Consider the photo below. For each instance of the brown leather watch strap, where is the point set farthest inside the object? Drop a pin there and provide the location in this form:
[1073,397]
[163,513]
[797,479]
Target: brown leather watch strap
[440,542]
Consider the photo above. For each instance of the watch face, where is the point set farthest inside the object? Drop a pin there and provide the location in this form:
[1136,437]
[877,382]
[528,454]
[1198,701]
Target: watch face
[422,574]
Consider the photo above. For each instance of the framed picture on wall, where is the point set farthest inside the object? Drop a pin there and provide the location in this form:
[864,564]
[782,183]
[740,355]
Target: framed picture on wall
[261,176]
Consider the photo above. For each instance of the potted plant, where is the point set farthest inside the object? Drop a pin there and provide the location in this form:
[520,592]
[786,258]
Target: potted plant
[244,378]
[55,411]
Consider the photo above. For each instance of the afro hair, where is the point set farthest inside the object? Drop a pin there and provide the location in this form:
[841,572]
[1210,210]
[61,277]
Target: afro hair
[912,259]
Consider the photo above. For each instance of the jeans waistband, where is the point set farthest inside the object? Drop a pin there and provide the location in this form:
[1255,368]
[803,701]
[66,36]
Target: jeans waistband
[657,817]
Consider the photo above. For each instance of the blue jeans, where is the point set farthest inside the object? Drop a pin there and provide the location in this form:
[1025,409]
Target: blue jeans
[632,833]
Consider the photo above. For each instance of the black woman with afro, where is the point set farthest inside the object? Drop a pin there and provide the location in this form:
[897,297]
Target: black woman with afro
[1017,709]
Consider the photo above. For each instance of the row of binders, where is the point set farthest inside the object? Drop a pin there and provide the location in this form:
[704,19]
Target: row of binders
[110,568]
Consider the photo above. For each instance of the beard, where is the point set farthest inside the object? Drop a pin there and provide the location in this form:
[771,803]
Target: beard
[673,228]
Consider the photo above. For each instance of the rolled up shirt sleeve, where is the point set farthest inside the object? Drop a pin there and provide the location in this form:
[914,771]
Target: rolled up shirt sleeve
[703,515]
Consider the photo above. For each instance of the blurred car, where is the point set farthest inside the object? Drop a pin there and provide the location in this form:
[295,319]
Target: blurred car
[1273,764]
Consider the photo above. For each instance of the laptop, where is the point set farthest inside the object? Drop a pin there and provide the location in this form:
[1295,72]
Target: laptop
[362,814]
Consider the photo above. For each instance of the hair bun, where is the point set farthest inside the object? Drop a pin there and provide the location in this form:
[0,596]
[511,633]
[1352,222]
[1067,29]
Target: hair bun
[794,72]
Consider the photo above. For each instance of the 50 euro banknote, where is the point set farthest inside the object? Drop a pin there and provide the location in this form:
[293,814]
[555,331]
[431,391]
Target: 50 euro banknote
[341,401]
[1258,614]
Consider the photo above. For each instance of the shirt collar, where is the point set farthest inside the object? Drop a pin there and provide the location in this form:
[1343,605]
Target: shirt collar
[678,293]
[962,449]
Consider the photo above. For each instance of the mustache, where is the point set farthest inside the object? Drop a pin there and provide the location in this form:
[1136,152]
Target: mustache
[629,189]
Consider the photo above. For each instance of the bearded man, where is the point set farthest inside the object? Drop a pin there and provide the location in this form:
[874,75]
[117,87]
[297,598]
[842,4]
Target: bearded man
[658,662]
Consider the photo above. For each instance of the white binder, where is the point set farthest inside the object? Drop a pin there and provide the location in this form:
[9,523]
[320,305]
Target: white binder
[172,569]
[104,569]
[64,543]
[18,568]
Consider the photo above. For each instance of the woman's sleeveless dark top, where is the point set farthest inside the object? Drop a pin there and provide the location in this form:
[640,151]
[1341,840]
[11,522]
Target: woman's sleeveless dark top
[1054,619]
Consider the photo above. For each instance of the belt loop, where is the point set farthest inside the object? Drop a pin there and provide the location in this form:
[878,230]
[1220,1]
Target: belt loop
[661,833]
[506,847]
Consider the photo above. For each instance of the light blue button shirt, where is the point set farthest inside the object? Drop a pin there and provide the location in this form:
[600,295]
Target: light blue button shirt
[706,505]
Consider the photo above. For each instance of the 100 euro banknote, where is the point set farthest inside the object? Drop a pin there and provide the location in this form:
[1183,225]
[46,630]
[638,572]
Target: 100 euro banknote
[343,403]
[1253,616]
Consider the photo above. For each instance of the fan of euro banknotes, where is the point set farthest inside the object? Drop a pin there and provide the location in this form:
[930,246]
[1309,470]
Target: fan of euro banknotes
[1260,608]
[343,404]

THE TASK:
A faithful copy of the whole listing is needed.

RESPONSE TO THE EXERCISE:
Consider the photo below. For each instance of the brown leather watch strap, where is the point set farthest inside the object? Drop a pin there and provide the location in this form:
[1073,397]
[163,513]
[797,479]
Target: brown leather watch strap
[440,542]
Consider the photo above. For each instance of the watch face, where is the point set farthest inside the object? Drop a pin there and provide the location in this form:
[1136,437]
[877,382]
[528,454]
[1198,701]
Target: watch face
[422,574]
Consider the photo above. For each instance of the framed picture on wall, where is the point set farthest inside the object? Drop a pin there and provide the location in this form:
[864,564]
[782,183]
[740,355]
Target: framed picture on wall
[261,176]
Consider the photo above. For each instance of the potted plant, where is the point set farthest inside the object? Drop a pin there and provide the location in this form:
[520,592]
[786,258]
Target: potted plant
[244,378]
[55,411]
Consider the photo above. For each instance of the afro hair, where is the point set farthest inside the object? Drop a pin there and provide the location in this form:
[841,572]
[1210,210]
[61,277]
Target: afro hair
[912,259]
Consider the photo above. For each instance of the jeans waistband, where is the point set farthest inside the object? Drop a pin there and provide the location in this form:
[1255,368]
[803,701]
[66,36]
Target: jeans waistband
[657,817]
Consider the photo above. For each instance of the blue jeans, where is the point set farthest inside the object? Drop a pin there and provide the location in this form:
[1025,409]
Target: blue jeans
[632,833]
Consider the photo above. For each instance of the black woman with afro, where is the point set farthest inside the object? Drop a pin there and provide the location in this form:
[897,297]
Target: black woman with afro
[1017,709]
Consider the photo above. For each instance of the row of binders, where is the point set farthest inside the object? Drop a pin there and provide the location in this form:
[704,19]
Target: row of binders
[110,568]
Consider the photo above. For each instance of the beard, where is the point set farthest inside the object? Drop a pin there and provide the location in this form:
[771,803]
Target: beard
[673,228]
Consider the photo above. For each instance of the rolled up shirt sleeve, where is the point set farthest inside the object? Drop a pin there and provide the location in this form:
[914,771]
Target: rolled up shirt sleeve
[703,515]
Consider the photo above. For each instance of the blurred car, where is the point set farthest inside the object? Drop a pin there and provide the location in this form:
[295,319]
Target: blurred car
[1273,764]
Consider the photo above. For each instance of the laptop, where is the point set farthest inside the object? Drop a pin there and provide the location in this form:
[1295,72]
Target: laptop
[362,814]
Consider the photo above. For each instance of the hair bun, where is the point set farthest inside the object? Drop a pin there and provide the location in this form:
[0,596]
[511,633]
[1352,222]
[1067,29]
Target: hair bun
[794,72]
Consider the photo above. For each instance of the 50 euro banknote, where is the point set farthest inside the object? Drop a pin there and provide the location in this form:
[293,814]
[555,331]
[431,391]
Target: 50 euro banknote
[341,401]
[1258,614]
Consider the photo above. For each instance of the shirt collar, where is the point set farthest inside the object? Drop a pin there and provide the location in this form:
[1343,605]
Target: shirt collar
[678,293]
[962,449]
Consider the photo above. For each instance of the mustache, where is the point set farthest inside the object? Drop a pin there and provide the location in this form:
[1136,152]
Target: mustache
[629,189]
Consider the photo above. For each instance of the bearded man, where is the point set farthest inside the object? Drop a pin there and provide the location in this form:
[874,75]
[117,87]
[297,598]
[842,4]
Target: bearded man
[658,662]
Consider the photo above. For each instance of the white binder, where is the point set farthest inside the object? Drop a pin there and provide the location in this form:
[9,523]
[320,305]
Target: white binder
[172,569]
[104,569]
[64,543]
[18,568]
Consider the photo above. For each instance of the woman's sleeveless dark top, where is the point set farthest inside the object? Drop a pin there and provide the location in this form:
[640,151]
[1341,840]
[11,522]
Target: woman's sleeveless dark top
[1054,619]
Consider the photo above. For each instance of the belt loop, where is the point set farthest inside the object? Drop a pin there and provide the location in this form:
[878,230]
[1220,1]
Target: belt loop
[661,833]
[506,847]
Consider the photo above. For each instance of the light blue button shirt, where is the point set farthest inside the object? Drop a pin there and provide the location in this form:
[600,295]
Target: light blue button shirt
[706,505]
Consider the photo above. For each instance of the 100 euro banknote, where is the point set farthest inside the object? Drop a pin there and provide the location in this form:
[1183,225]
[46,630]
[638,572]
Target: 100 euro banknote
[343,403]
[1253,616]
Consider the photo above. For each instance of the fan of euro banknotes, where is the point set farthest inside the object? Drop a pin there and provide the location in this form:
[930,246]
[1309,470]
Target: fan of euro banknotes
[1260,608]
[343,404]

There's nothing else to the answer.